_What you should do_: Copy the records exactly. Include every line.
Study material section start
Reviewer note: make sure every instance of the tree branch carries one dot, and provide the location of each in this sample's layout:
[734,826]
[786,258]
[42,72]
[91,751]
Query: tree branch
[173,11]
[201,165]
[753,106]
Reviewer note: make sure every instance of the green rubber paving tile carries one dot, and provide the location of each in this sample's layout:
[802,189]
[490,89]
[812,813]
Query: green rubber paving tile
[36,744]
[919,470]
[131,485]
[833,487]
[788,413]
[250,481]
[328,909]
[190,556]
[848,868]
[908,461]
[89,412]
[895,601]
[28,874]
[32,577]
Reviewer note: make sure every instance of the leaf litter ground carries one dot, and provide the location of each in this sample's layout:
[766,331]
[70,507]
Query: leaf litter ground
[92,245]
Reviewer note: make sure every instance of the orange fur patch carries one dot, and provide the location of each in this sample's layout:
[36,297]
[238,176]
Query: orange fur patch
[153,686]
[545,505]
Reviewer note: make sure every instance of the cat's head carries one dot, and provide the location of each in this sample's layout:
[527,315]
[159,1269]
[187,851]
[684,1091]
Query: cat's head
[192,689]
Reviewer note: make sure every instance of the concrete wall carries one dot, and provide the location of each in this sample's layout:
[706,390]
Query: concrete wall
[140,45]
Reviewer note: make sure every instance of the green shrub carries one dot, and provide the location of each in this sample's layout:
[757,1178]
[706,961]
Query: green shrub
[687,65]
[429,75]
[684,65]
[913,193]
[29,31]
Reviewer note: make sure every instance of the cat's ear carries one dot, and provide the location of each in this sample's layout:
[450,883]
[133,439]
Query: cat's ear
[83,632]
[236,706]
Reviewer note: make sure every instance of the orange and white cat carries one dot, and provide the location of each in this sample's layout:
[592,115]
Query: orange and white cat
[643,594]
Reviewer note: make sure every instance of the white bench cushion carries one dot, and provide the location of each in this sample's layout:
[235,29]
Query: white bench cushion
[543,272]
Study material section end
_Output for this task_:
Reviewer note: make sure every instance of the tree branch carries one dot, and provide the location of each in this sample's layout:
[734,826]
[786,258]
[42,72]
[91,751]
Query: tree branch
[173,11]
[201,165]
[753,106]
Reviewer note: make sure every instance of the green rubber paving tile carries one dot, and provide the location of each in this sample's layout:
[802,189]
[490,89]
[812,813]
Query: green rubber paving tile
[36,744]
[919,470]
[131,485]
[833,487]
[788,413]
[250,481]
[328,909]
[190,556]
[848,868]
[908,461]
[89,412]
[895,601]
[28,874]
[32,577]
Reviewer note: make sure every instance of the leaf litter ground carries one dot, and provide the location of each in this sample's layout:
[766,331]
[70,507]
Query: leaf litter ground
[92,245]
Reviewer note: make sure every instance of the orange fur patch carries one dot, and provide the location of each in this sample's layout:
[36,297]
[238,176]
Query: orange fur patch
[153,686]
[545,505]
Reviewer note: make sure every instance of the cat's head carries one dot, and provide the location of each in this sample's layout:
[527,315]
[159,1269]
[187,851]
[684,1091]
Query: cat's head
[192,689]
Reviewer note: make sure every instance of the concrete wall carries one dot, and provide the location of each in this sample's layout:
[706,390]
Query: concrete wall
[140,45]
Reviewer note: make sure every instance of the green shrub carries one dot, and provide the location of each in this sample's layout:
[757,1178]
[706,961]
Query: green shrub
[687,65]
[429,75]
[684,65]
[913,193]
[29,31]
Reviewer note: make sure every instance of the cat's ear carries one dot, and provide the location of each in this sample's layout:
[450,883]
[133,439]
Query: cat's ear
[83,632]
[236,706]
Reviewer note: make sure every instance of the orange and white cat carries one dot, and provide the location of each in this sample's layout:
[592,115]
Query: orange and white cat
[643,594]
Reviewer note: make sure every instance of the white bench cushion carries one dot, and provide the location of each in this sample's layout:
[235,29]
Query: white bench cushion
[543,272]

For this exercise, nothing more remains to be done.